Goal of the exercise: Render every line of the listing below as a Markdown table with two columns, Row for the row number and Line for the line, skipping blank lines. Leave the pictures out of the table.

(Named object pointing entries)
......

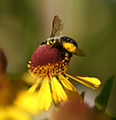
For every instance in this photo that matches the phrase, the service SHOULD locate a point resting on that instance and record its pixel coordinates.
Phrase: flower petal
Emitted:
(34, 86)
(44, 95)
(69, 88)
(91, 82)
(58, 92)
(68, 85)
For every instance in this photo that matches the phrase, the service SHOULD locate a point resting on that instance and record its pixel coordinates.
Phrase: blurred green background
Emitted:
(24, 24)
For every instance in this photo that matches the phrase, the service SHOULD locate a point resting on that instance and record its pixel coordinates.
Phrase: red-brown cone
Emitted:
(44, 55)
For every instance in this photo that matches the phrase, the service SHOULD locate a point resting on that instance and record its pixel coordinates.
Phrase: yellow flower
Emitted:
(27, 102)
(48, 66)
(13, 113)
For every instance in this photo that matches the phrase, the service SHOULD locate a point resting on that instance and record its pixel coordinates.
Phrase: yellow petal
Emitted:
(34, 86)
(28, 102)
(68, 85)
(13, 113)
(69, 89)
(91, 82)
(44, 95)
(58, 92)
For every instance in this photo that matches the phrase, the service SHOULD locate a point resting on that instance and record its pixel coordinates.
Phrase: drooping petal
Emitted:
(34, 86)
(27, 102)
(68, 85)
(58, 92)
(91, 82)
(44, 95)
(69, 88)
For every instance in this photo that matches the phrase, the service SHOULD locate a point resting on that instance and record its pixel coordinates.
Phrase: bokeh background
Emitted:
(24, 24)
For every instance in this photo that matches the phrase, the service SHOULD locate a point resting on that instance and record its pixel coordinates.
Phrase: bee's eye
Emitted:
(69, 44)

......

Response:
| Row | Line |
|---|---|
| 1 | For every instance in this photo that matches the phrase, the service SHOULD locate a point resting on that instance and record its pixel coordinates. |
| 2 | Phrase: flower petal |
| 3 | Emitted: |
| 4 | (34, 86) |
| 5 | (44, 95) |
| 6 | (69, 88) |
| 7 | (91, 82) |
| 8 | (58, 92) |
| 9 | (68, 85) |
| 10 | For every instance in this photo that matches the phrase, the service SHOULD locate a point resting on that instance and record its pixel coordinates. |
| 11 | Phrase: blurred green background |
| 12 | Emitted: |
| 13 | (24, 24) |
| 14 | For every instance in this photo that matches the phrase, the service SHOULD locate a point resting on that instance and record its pixel coordinates. |
| 15 | Phrase: red-brown cone |
| 16 | Emitted: |
| 17 | (44, 55) |
| 18 | For every instance in this photo that matches the phrase, the service SHOULD locate a point resting on that instance and record its pixel coordinates. |
| 19 | Phrase: yellow flower |
| 20 | Emitted: |
| 21 | (27, 102) |
| 22 | (48, 66) |
| 23 | (13, 113) |
| 24 | For every instance in this photo that matches the phrase, the service SHOULD locate a point resting on that instance and record its pixel coordinates. |
| 25 | Phrase: yellow petal |
| 26 | Emitted: |
| 27 | (34, 86) |
| 28 | (28, 102) |
| 29 | (68, 85) |
| 30 | (13, 113) |
| 31 | (69, 89) |
| 32 | (91, 82) |
| 33 | (44, 95) |
| 34 | (58, 92) |
| 35 | For every instance in this photo that matches the phrase, the service SHOULD locate a point resting on that instance and record its pixel coordinates. |
| 36 | Phrase: drooping petal |
| 37 | Emitted: |
| 38 | (34, 86) |
| 39 | (27, 102) |
| 40 | (68, 85) |
| 41 | (58, 92) |
| 42 | (91, 82) |
| 43 | (44, 95) |
| 44 | (69, 88) |
| 45 | For every instance in this photo that matches the phrase, the service SHOULD locate a point resting on that instance and record its pixel coordinates. |
| 46 | Phrase: bokeh background |
| 47 | Emitted: |
| 48 | (24, 24) |
| 49 | For every instance in this photo that matches the phrase, the service SHOULD locate a point resting on that instance and record its pixel coordinates. |
| 50 | Phrase: bee's eye |
| 51 | Emitted: |
| 52 | (69, 44) |